EXTRACT PROVIDED
= = = = = = =
Detailed analysis of the RV data

HARPS data alone

Let us start from the analysis of 240 HARPS RV measurements. In Fig. 5 we show a series of the residual periodograms, starting from the two-planet base model (planets b and c). In the case of the white-noise model, we are able to subsequently extract all four planets from these periodograms. We can see that all four peaks show very high significance. However, in the last residual periodogram, corresponding to the case when all four peaks are already extracted, we can see a typical red noise picture: an amorphous set of peaks at the periods longer than ∼10 d, a diurnal alias of this frequency band close to 1 d period and a depression in the middle part of the period range.

Figure 5.

Residual periodograms of the HARPS RV data of GJ 581 constructed on the basis of various base RV curve models. The base models include the compound multi-Keplerian signal from the planets labelled in a relevant plot. Note that the plots in the same row always have the same ordinate range. In the white-noise plots, we show the 1σ, 2σ and 3σ significance levels derived in accordance with Baluev (2008a). These levels are in good agreement with Monte Carlo simulations. The technique from Baluev (2008a) was not designed to work with correlated data, so for the red-noise plots we only show the simulated significance of the most interesting planet d peak (third periodogram in the red-noise column).

Figure 5.

Residual periodograms of the HARPS RV data of GJ 581 constructed on the basis of various base RV curve models. The base models include the compound multi-Keplerian signal from the planets labelled in a relevant plot. Note that the plots in the same row always have the same ordinate range. In the white-noise plots, we show the 1σ, 2σ and 3σ significance levels derived in accordance with Baluev (2008a). These levels are in good agreement with Monte Carlo simulations. The technique from Baluev (2008a) was not designed to work with correlated data, so for the red-noise plots we only show the simulated significance of the most interesting planet d peak (third periodogram in the red-noise column).

We can see that our maximum-likelihood algorithm suppressed the effect of the red noise, as expected. However, together with the red noise, our procedure dramatically suppressed the planet d peak at 67 d. This is not very surprising on itself, since this peak is in the range where the red noise is ruling. However, the final significance of this peak becomes marginal – only 1.8σ – making us rather sceptical about the reality of this planet.

Speaking shortly, although we cannot claim that the planet d RV signature is insignificant, we must admit that its detection is not robust and requires a serious verification. The relevant RV variation may be caused by correlated RV noise in the data, and does not necessarily reflect a Doppler wobble induced by a real planet.
= = = = = = =
(Coordinate labeling data)
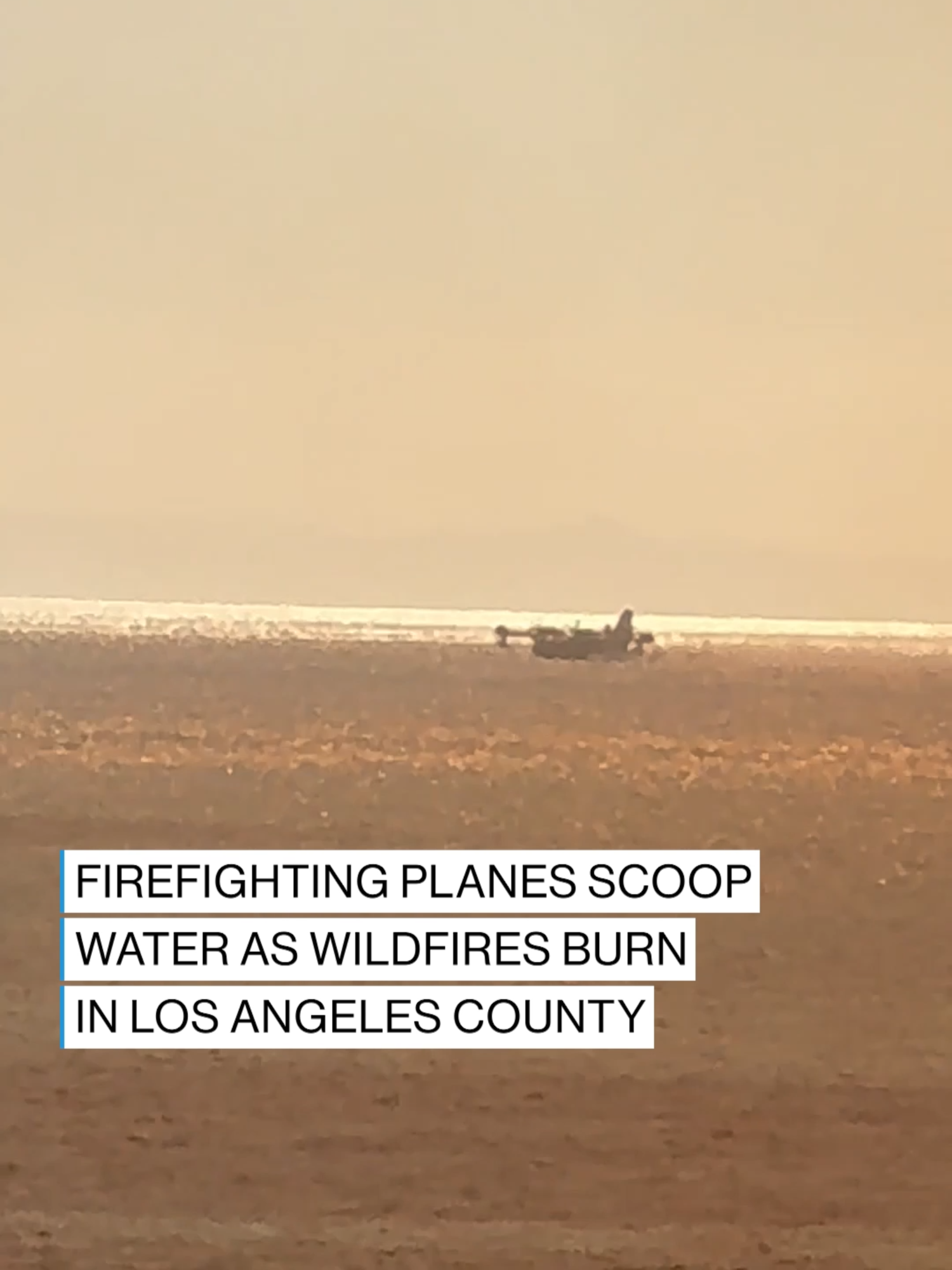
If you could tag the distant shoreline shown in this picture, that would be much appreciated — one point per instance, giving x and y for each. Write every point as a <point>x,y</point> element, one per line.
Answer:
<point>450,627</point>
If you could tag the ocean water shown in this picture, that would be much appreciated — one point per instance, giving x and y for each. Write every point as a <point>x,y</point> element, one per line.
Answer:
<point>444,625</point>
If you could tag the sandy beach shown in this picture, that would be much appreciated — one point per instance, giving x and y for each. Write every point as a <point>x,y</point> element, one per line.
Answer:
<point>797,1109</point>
= = = = = = =
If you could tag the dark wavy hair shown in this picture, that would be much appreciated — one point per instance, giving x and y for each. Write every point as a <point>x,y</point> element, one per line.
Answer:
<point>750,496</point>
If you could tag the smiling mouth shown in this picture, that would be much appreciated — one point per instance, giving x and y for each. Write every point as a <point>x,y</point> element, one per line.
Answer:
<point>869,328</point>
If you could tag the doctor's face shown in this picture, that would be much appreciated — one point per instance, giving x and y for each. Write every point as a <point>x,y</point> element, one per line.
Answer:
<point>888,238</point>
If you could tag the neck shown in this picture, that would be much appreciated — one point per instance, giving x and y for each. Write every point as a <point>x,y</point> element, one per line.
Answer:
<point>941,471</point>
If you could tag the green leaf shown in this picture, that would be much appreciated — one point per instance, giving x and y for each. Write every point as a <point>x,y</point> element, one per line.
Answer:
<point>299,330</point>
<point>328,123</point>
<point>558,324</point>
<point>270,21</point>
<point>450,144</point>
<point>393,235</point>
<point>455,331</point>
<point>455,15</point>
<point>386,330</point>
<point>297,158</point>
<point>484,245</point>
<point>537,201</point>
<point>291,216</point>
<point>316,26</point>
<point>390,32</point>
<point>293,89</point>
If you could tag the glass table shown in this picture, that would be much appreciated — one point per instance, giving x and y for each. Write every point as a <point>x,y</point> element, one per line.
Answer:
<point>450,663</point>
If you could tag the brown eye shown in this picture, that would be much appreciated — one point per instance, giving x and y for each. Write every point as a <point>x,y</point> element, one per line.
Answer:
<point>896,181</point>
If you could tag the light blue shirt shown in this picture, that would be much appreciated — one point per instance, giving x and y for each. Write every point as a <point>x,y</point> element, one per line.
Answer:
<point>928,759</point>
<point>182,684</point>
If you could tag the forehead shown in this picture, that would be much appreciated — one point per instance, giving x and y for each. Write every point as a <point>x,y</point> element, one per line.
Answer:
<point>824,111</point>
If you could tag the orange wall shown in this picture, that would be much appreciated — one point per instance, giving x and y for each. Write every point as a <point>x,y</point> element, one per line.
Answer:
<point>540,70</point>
= = = = = = =
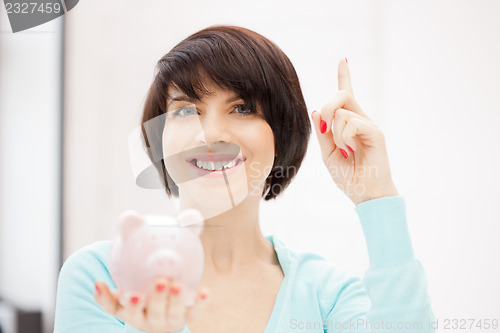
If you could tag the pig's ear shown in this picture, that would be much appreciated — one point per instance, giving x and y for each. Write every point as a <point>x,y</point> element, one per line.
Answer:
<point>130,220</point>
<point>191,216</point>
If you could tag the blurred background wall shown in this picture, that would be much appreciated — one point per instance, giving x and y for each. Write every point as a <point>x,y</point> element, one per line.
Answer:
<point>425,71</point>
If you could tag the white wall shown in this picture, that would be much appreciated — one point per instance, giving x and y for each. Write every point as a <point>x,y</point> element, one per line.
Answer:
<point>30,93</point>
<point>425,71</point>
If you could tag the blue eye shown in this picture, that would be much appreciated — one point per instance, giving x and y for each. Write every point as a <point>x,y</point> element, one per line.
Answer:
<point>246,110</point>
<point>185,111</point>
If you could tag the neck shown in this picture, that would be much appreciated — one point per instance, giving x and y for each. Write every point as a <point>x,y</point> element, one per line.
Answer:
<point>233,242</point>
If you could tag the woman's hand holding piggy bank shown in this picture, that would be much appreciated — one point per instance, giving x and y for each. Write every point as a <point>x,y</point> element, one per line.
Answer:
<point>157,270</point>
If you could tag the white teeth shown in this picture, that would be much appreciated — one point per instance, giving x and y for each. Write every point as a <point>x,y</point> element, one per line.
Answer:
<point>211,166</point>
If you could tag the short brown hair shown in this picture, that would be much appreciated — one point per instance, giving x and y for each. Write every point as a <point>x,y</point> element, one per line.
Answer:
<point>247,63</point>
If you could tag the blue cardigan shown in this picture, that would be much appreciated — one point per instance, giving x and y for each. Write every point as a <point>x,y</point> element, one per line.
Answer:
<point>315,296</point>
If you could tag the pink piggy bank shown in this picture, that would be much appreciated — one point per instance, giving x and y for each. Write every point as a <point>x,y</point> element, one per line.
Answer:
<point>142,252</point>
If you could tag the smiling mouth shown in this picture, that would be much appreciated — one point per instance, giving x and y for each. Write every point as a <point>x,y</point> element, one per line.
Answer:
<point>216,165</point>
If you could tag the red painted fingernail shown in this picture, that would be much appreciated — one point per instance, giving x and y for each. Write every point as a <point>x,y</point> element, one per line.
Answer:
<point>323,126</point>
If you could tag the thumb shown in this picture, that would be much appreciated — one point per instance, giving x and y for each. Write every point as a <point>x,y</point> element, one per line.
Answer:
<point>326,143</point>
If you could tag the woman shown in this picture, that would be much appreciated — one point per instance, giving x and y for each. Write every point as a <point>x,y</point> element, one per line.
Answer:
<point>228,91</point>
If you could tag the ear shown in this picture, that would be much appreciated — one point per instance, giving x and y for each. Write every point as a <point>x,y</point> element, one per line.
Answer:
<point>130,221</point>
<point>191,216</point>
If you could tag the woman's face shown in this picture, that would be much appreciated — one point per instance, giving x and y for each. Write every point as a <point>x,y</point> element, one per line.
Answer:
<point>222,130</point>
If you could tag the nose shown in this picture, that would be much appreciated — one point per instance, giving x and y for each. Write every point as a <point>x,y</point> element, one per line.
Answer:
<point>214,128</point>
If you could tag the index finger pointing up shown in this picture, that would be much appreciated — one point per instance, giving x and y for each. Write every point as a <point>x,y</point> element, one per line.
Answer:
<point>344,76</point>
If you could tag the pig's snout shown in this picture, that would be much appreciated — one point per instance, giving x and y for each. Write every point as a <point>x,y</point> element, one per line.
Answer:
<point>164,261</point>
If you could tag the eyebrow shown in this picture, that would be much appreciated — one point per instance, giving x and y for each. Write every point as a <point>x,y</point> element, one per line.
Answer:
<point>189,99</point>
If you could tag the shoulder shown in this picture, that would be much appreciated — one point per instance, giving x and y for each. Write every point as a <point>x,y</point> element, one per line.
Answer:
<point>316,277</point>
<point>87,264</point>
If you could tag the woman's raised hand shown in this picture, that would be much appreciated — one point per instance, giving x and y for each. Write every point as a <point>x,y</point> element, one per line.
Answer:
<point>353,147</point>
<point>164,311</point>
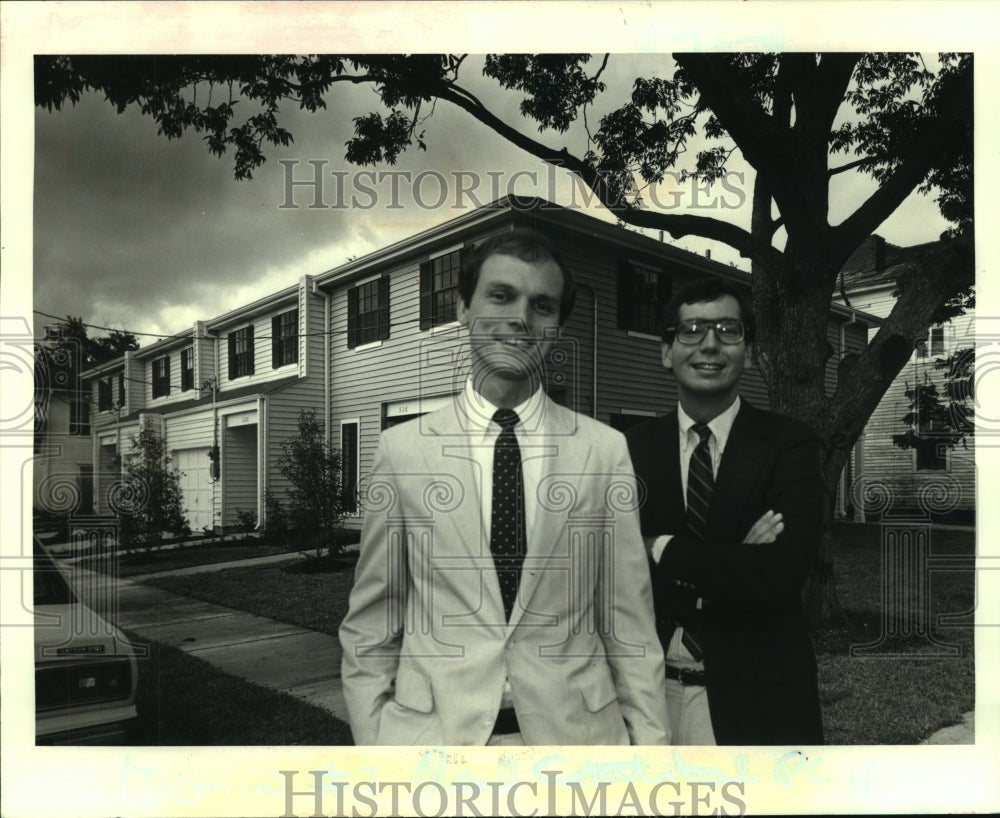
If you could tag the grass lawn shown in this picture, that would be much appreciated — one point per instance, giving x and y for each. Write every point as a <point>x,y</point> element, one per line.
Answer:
= = = = = = =
REQUIREMENTS
1. In the extract on GJ 581 radial velocity data, rewrite the paragraph that begins "We can see that our maximum-likelihood algorithm" as a short list that keeps its main facts.
2. According to the extract on GJ 581 radial velocity data, how many HARPS RV measurements does the analysis start from?
3. Write the next part of the extract on GJ 581 radial velocity data, picking up after its final sentence.

ANSWERS FOR THE TASKS
1.
- The maximum-likelihood algorithm suppressed the red noise, as expected.
- It also strongly suppressed the planet d peak at 67 d.
- This is not very surprising, since the peak lies in the range where red noise dominates.
- The peak's final significance is only 1.8σ, which casts doubt on whether planet d is real.

2. 240 HARPS RV measurements.

3.
Keck data alone

Let us now deal with 121 Keck/HIRES RV measurements in the similar manner. The relevant periodograms are shown in Fig. 6. First, we can see that now we cannot detect more than two planets b and c, if we use the traditional white-noise model. This conclusion is in agreement with previous studies (Gregory 2011; Tadeu dos Santos et al. 2012), but it is still rather disappointing, because the Keck RV precision is pretty competitive in comparison with the HARPS one. Secondly, in the Keck data we again see clear hints of the red noise, which created a fake periodicity at approximately 27 d. In this case, our red-noise removing algorithm does its job even better than anyone could expect; it did not just killed all fake red-noise peaks, but it also reveals the 3.1-d peak belonging to the planet e! This proves that our algorithm does not just suppresses the apparent RV variations, lifting up the detection thresholds. It is working in a much more intelligent manner; in certain frequency ranges it may basically improve the effective RV precision, revealing the true periodicities that the red noise tries to hide.

Figure 6.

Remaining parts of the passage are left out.